• TRECHO:
A irresponsabilidade estatal se justificaria pela própria natureza da atuação Estado, qual seja, a de atuar sempre em prol e em nome da coletividade, de maneira que não faria sentido punir esta mesma coletividade, o que ocorreria por via transversa ao impor uma sanção ao Erário. Com o avanço do absolutismo, ganhou mais força a impossibilidade de se responsabilizar o Estado, afinal, se este se confundia com a figura do governante, que possuía o direito divino de governar, falhar a ponto de acarretar a responsabilização civil seria um contrassenso. É desta época a famosa frase “the king can do no wrong”.

Com a perda de força do absolutismo e a ascensão da burguesia, avançou a responsabilização do Estado. A nova classe burguesa que ascendeu ao poder era cética quanto à noção de infalibilidade dos governantes e objetivava uma maior segurança para suas atividades econômicas, tornando imperiosa a existência de meios de se ressarcir de prejuízos provocados pelos entes públicos.

• MATERIAL DA TAREFA:
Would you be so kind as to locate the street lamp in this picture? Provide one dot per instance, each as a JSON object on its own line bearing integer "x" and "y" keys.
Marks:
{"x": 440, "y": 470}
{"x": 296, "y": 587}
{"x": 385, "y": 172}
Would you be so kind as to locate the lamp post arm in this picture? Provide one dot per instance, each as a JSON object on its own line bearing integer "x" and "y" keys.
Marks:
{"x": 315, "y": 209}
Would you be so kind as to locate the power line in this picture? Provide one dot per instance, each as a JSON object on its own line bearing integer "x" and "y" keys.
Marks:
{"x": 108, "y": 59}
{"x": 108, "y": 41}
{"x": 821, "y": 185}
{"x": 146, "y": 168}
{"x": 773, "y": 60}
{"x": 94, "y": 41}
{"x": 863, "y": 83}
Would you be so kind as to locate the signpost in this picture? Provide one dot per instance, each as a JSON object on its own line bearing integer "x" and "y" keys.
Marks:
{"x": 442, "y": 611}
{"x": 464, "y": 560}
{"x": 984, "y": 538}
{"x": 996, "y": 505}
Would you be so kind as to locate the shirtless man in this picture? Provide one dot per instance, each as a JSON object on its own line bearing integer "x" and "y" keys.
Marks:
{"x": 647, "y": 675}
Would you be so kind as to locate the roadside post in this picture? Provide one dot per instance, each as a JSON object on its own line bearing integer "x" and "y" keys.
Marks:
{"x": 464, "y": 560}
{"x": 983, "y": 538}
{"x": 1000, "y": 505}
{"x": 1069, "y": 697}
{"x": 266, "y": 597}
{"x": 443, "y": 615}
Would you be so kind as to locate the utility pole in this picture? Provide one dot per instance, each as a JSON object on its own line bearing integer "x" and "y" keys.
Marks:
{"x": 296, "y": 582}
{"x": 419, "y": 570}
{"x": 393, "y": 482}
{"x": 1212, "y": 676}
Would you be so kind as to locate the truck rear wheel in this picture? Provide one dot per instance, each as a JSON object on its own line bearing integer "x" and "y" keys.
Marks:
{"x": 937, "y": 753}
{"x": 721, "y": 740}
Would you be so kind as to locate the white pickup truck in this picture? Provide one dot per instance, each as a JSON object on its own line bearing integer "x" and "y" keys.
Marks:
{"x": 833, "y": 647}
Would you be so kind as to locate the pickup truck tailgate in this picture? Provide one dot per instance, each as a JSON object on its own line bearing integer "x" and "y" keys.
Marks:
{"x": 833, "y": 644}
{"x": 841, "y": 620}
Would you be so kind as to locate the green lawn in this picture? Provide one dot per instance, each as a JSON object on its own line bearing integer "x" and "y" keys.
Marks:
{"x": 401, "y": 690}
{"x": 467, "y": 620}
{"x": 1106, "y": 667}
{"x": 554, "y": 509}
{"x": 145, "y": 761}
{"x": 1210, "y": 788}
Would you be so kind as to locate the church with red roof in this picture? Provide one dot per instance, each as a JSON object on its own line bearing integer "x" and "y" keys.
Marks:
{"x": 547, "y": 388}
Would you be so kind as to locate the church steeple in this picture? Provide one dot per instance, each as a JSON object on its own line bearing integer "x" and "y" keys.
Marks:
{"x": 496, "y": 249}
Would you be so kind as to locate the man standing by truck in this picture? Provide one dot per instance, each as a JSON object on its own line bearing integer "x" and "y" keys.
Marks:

• TAREFAS:
1: Liste, sem repetições e na ordem da primeira ocorrência, todas as palavras terminadas em "-ção" que aparecem no trecho.
2: Liste, na íntegra, cada linha dos registros que contenha a palavra "lamp".

• RESPOSTAS COMPLETAS:
1:
- atuação
- sanção
- responsabilização
- noção

2:
Would you be so kind as to locate the street lamp in this picture? Provide one dot per instance, each as a JSON object on its own line bearing integer "x" and "y" keys.
Would you be so kind as to locate the lamp post arm in this picture? Provide one dot per instance, each as a JSON object on its own line bearing integer "x" and "y" keys.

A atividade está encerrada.